Stored records:

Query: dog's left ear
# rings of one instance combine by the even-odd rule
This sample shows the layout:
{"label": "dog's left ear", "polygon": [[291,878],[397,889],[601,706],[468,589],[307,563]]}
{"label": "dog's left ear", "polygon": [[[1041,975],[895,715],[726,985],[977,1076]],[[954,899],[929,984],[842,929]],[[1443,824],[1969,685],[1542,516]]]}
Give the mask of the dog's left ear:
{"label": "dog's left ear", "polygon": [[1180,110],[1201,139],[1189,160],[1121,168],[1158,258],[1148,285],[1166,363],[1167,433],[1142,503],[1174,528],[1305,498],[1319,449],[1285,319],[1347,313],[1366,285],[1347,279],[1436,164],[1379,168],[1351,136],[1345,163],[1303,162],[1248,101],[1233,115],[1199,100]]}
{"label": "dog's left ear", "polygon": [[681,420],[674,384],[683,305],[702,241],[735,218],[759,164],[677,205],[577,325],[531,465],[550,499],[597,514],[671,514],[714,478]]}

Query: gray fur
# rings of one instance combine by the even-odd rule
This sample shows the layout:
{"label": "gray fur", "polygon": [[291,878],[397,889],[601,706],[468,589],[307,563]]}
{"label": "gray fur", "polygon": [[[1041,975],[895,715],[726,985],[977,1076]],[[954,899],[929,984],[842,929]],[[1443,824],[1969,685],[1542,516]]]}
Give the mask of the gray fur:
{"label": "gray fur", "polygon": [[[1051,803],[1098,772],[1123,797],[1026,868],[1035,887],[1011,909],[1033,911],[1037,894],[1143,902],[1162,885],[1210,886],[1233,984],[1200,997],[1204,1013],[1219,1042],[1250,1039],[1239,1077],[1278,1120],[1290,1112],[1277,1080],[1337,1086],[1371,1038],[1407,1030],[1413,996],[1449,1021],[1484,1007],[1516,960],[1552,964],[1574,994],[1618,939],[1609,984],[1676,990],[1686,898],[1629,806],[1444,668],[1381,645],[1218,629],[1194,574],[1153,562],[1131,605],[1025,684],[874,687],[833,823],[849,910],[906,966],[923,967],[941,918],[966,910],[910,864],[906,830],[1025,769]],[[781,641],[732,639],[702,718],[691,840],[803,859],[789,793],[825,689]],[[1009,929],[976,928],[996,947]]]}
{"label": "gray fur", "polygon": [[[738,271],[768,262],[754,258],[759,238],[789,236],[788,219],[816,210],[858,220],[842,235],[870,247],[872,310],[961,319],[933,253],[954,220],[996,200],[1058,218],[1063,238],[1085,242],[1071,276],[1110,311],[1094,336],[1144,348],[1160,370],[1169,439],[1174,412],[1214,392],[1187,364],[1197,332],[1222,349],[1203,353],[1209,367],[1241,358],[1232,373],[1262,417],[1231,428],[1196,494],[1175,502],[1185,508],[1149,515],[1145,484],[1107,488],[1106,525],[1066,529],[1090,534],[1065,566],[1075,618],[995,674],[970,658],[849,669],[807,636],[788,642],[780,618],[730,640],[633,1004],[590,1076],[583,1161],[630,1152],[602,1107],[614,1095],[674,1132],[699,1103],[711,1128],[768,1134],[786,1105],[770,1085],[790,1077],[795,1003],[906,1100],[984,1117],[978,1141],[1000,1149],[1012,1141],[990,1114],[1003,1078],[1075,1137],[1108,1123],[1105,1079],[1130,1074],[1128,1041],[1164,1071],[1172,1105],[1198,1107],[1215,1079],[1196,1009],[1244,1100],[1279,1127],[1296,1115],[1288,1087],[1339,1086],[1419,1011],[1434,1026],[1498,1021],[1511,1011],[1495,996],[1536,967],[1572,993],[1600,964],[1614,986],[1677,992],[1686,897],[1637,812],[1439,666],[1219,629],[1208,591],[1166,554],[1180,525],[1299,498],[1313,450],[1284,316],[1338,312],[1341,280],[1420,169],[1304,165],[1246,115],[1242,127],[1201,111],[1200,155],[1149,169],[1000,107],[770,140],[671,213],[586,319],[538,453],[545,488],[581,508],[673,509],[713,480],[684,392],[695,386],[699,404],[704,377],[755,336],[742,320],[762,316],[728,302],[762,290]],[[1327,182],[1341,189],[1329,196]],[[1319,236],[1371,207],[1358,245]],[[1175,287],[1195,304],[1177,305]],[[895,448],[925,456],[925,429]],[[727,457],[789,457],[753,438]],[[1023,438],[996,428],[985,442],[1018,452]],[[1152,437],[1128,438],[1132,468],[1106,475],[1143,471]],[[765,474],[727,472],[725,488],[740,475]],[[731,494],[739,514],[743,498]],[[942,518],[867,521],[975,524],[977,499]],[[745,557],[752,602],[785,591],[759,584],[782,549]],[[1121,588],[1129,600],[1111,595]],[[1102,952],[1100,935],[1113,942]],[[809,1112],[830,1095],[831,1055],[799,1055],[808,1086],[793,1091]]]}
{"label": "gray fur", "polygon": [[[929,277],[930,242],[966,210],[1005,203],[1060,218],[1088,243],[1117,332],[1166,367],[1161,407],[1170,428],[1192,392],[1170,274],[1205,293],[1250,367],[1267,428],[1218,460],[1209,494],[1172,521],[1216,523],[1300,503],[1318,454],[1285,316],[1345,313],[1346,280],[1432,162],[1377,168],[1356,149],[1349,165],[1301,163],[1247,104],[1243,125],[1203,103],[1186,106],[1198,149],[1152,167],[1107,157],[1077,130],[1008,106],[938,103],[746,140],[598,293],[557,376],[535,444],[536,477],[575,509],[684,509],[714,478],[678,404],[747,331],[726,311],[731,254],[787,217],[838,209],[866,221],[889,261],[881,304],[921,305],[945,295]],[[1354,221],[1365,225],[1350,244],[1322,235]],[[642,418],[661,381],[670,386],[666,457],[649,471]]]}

= Exercise requirements =
Copy the data. Make sure every line matches exactly.

= Answer box =
Query: dog's left ear
# rings of one instance combine by the even-odd rule
This sample shows the layout:
{"label": "dog's left ear", "polygon": [[291,878],[397,889],[601,706],[468,589],[307,563]]}
{"label": "dog's left ear", "polygon": [[[1041,975],[895,715],[726,985],[977,1076]],[[954,899],[929,984],[842,929]],[[1443,824],[1969,685],[1542,516]]]}
Give the mask of the dog's left ear:
{"label": "dog's left ear", "polygon": [[1180,110],[1201,139],[1189,160],[1121,168],[1158,258],[1148,285],[1166,363],[1167,433],[1142,503],[1174,528],[1305,498],[1319,449],[1285,319],[1347,313],[1366,285],[1347,279],[1436,164],[1379,168],[1351,136],[1345,163],[1303,162],[1248,101],[1233,115],[1199,100]]}
{"label": "dog's left ear", "polygon": [[681,420],[674,384],[683,305],[702,241],[735,218],[759,164],[677,205],[577,325],[531,465],[550,499],[597,514],[671,514],[714,478]]}

Query: gray fur
# rings of one instance combine by the even-odd rule
This sample shows the layout:
{"label": "gray fur", "polygon": [[291,878],[397,889],[601,706],[468,589],[307,563]]}
{"label": "gray fur", "polygon": [[[1041,975],[895,715],[726,985],[977,1076]],[[954,899],[929,984],[842,929]],[[1443,824],[1969,685],[1542,516]]]}
Give the mask of the gray fur:
{"label": "gray fur", "polygon": [[[1051,803],[1098,772],[1123,797],[1026,868],[1035,887],[1011,909],[1033,911],[1037,894],[1143,902],[1162,885],[1210,886],[1233,984],[1200,997],[1204,1013],[1219,1042],[1250,1039],[1239,1077],[1278,1120],[1290,1112],[1277,1080],[1337,1086],[1371,1038],[1407,1030],[1413,996],[1449,1021],[1484,1007],[1516,960],[1552,964],[1574,994],[1618,939],[1609,984],[1676,990],[1686,898],[1629,806],[1444,668],[1381,645],[1218,629],[1194,574],[1153,562],[1131,605],[1025,684],[874,687],[833,823],[849,910],[906,966],[923,967],[941,918],[966,910],[910,864],[906,830],[1025,769]],[[781,641],[732,639],[702,718],[691,840],[803,859],[789,793],[825,689]],[[1009,929],[976,928],[996,947]]]}
{"label": "gray fur", "polygon": [[[738,271],[768,262],[754,258],[759,238],[789,236],[788,219],[816,210],[858,220],[842,235],[870,247],[872,310],[961,319],[933,253],[954,220],[996,200],[1058,218],[1063,238],[1085,242],[1071,276],[1110,311],[1094,336],[1144,348],[1160,370],[1169,439],[1174,412],[1214,392],[1187,364],[1197,332],[1222,349],[1203,353],[1209,367],[1241,358],[1232,373],[1262,417],[1231,428],[1196,494],[1175,502],[1185,508],[1149,515],[1145,484],[1107,488],[1106,525],[1066,529],[1090,534],[1065,566],[1075,618],[995,674],[970,658],[849,669],[807,636],[788,642],[780,618],[730,640],[633,1004],[590,1076],[583,1161],[630,1152],[602,1107],[614,1095],[674,1132],[699,1103],[711,1128],[768,1134],[786,1105],[770,1085],[790,1077],[795,1003],[906,1100],[984,1117],[978,1141],[1000,1149],[1012,1141],[990,1114],[1003,1078],[1075,1137],[1108,1123],[1105,1079],[1130,1074],[1128,1041],[1164,1071],[1172,1105],[1198,1107],[1215,1079],[1196,1009],[1244,1100],[1279,1127],[1296,1115],[1288,1087],[1339,1086],[1419,1011],[1434,1026],[1498,1021],[1511,1011],[1495,996],[1536,967],[1572,993],[1600,964],[1614,986],[1677,992],[1686,897],[1637,812],[1439,666],[1219,629],[1208,591],[1166,554],[1180,525],[1299,498],[1313,450],[1284,316],[1338,312],[1341,280],[1420,169],[1304,165],[1246,115],[1242,127],[1201,111],[1200,155],[1149,169],[1000,107],[770,140],[671,213],[586,319],[538,453],[545,488],[581,508],[673,509],[713,480],[684,392],[695,386],[699,404],[704,377],[755,336],[742,320],[762,316],[728,302],[762,290]],[[1327,182],[1341,189],[1329,196]],[[1319,236],[1371,207],[1358,245]],[[1175,287],[1195,304],[1177,305]],[[895,448],[925,456],[925,429]],[[727,457],[789,457],[753,438]],[[1023,438],[996,428],[985,442],[1018,452]],[[1152,437],[1128,438],[1132,468],[1106,475],[1143,471]],[[765,474],[727,472],[725,488],[740,475]],[[731,494],[739,514],[743,498]],[[942,518],[867,521],[975,524],[977,499]],[[745,557],[752,602],[785,591],[759,584],[782,549]],[[1121,588],[1129,600],[1111,595]],[[1102,952],[1100,935],[1113,942]],[[809,1112],[830,1095],[831,1055],[799,1055],[808,1086],[793,1091]]]}
{"label": "gray fur", "polygon": [[[929,277],[930,242],[966,210],[1005,203],[1060,218],[1088,243],[1117,332],[1166,367],[1161,407],[1170,428],[1192,392],[1170,274],[1205,293],[1250,367],[1267,428],[1218,460],[1209,494],[1172,521],[1216,523],[1300,503],[1318,454],[1285,316],[1345,313],[1346,280],[1432,162],[1377,168],[1356,149],[1349,165],[1301,163],[1247,104],[1243,125],[1203,103],[1186,106],[1198,149],[1152,167],[1107,157],[1077,130],[1008,106],[938,103],[746,140],[598,293],[557,376],[535,444],[536,477],[575,509],[684,509],[714,478],[678,404],[747,331],[726,311],[731,254],[787,217],[838,209],[866,221],[889,261],[881,304],[921,305],[945,295]],[[1354,221],[1365,225],[1350,244],[1322,235]],[[642,418],[661,381],[670,386],[666,457],[649,471]]]}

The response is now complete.